__TASK REQUIREMENTS__:
Filter the lines below, copying each one that contains the string "horse".

__RECORDS TO USE__:
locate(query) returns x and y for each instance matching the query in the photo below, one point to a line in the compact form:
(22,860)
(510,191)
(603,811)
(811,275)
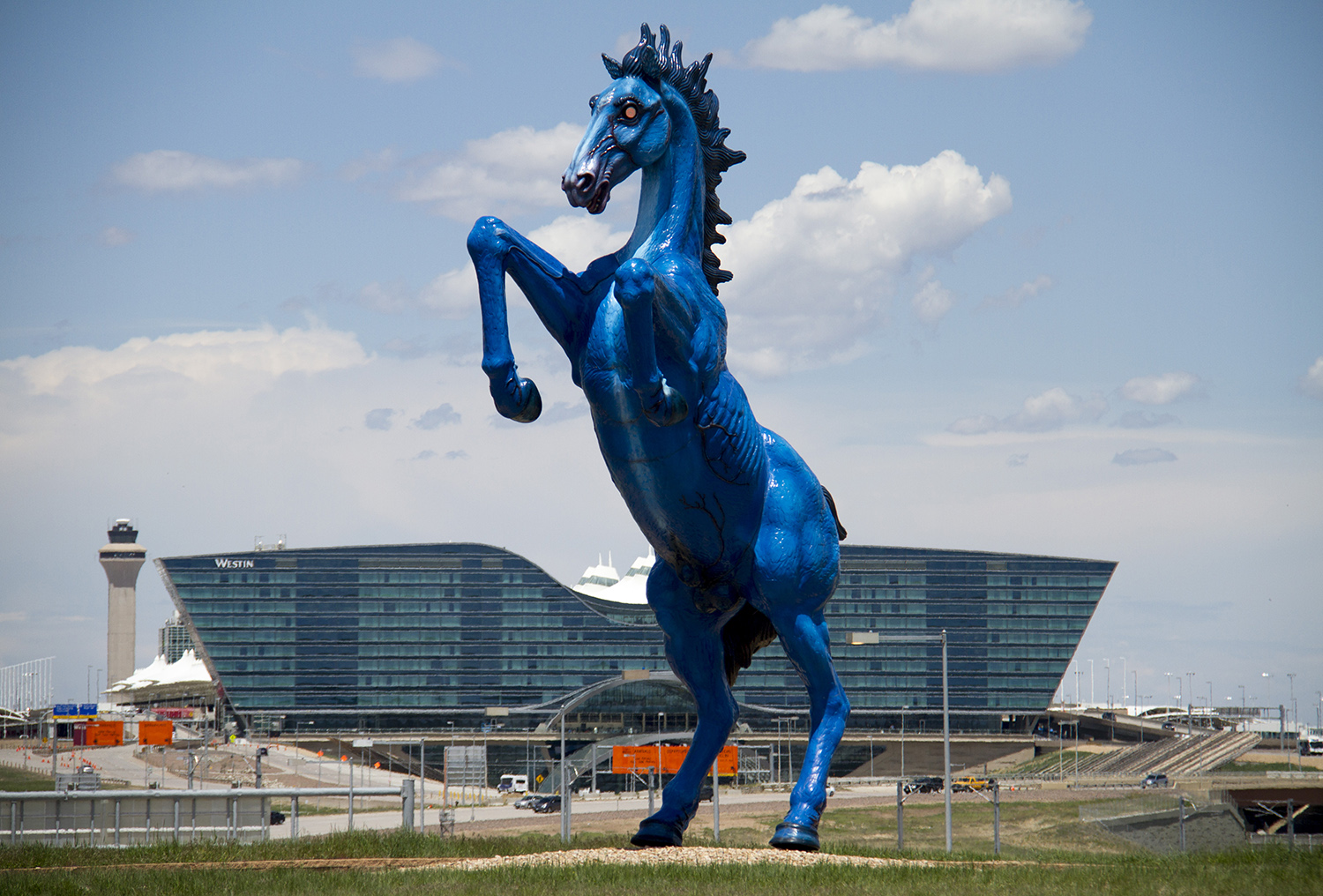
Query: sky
(1026,275)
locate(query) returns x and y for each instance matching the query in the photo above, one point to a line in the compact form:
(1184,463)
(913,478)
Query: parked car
(548,805)
(925,784)
(971,784)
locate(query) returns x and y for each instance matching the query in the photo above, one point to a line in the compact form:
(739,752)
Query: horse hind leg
(809,647)
(695,650)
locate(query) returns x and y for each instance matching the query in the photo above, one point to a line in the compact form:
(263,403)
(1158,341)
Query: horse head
(630,130)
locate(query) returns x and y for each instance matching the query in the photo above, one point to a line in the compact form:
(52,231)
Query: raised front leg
(560,298)
(695,652)
(635,290)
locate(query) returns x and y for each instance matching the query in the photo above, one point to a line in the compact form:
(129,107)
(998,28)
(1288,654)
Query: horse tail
(831,504)
(745,634)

__PROBLEM SOLUTION__:
Query: horse hind leg
Query: horse head
Query: horse tail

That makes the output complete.